EXERCISE DATA: Begin

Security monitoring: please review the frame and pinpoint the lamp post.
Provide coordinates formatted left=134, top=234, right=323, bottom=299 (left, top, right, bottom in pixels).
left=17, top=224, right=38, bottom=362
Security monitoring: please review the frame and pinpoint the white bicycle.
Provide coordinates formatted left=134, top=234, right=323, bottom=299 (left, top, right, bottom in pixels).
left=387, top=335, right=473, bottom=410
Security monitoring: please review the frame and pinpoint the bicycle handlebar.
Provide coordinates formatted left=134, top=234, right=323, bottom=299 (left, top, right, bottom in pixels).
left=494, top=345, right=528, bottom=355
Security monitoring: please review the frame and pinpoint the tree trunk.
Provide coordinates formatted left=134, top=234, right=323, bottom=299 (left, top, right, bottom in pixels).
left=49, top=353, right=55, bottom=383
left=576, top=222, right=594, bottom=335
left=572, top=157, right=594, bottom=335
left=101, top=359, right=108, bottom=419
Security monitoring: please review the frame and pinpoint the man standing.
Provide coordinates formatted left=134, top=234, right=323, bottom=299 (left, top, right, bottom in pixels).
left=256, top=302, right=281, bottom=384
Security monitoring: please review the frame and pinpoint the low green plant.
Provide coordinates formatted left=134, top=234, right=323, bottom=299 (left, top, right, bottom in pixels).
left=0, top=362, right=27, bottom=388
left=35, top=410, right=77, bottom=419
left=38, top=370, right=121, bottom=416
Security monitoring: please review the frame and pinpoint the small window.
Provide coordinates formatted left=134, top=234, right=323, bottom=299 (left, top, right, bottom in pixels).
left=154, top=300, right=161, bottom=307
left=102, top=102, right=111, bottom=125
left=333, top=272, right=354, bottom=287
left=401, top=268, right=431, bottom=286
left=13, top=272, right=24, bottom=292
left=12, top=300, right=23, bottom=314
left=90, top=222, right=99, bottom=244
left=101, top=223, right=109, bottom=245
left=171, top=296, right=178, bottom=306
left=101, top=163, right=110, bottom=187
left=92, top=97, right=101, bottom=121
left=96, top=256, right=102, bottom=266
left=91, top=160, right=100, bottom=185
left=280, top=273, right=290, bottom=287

EXERCISE DATA: End

_ASSIGNED TASK_: Up to and including the line that contains "the small window.", restate each line of the material above word for word, beginning with its first line.

_TASK SOLUTION_:
Security monitoring: please review the frame and pinpoint the lamp post.
Provide coordinates formatted left=134, top=234, right=323, bottom=299 (left, top, right, bottom in pixels).
left=17, top=224, right=38, bottom=362
Security monitoring: please review the frame and pinpoint the white bicycle.
Provide coordinates formatted left=134, top=234, right=323, bottom=299 (left, top, right, bottom in pixels).
left=387, top=335, right=473, bottom=410
Security monitoring: please review the frame and pinpoint the bicycle handlebar.
Provide coordinates formatted left=134, top=234, right=323, bottom=299 (left, top, right, bottom in pixels).
left=494, top=345, right=528, bottom=355
Security monitoring: please review the frame and pinpoint the tree trunk.
Provide coordinates formatted left=134, top=234, right=323, bottom=299 (left, top, right, bottom in pixels).
left=49, top=353, right=55, bottom=383
left=576, top=222, right=594, bottom=335
left=572, top=157, right=594, bottom=335
left=101, top=359, right=108, bottom=419
Security monitoring: please review the frame and pinpoint the man standing.
Provide coordinates formatted left=134, top=234, right=323, bottom=299 (left, top, right, bottom in pixels).
left=256, top=302, right=281, bottom=384
Security monitoring: please review the frame and pinpoint the low green plant.
Provide coordinates formatted left=134, top=234, right=323, bottom=299 (left, top, right, bottom in pixels).
left=0, top=362, right=27, bottom=388
left=35, top=410, right=77, bottom=419
left=38, top=370, right=121, bottom=416
Security monitoring: please review the frame and pinpoint the small window.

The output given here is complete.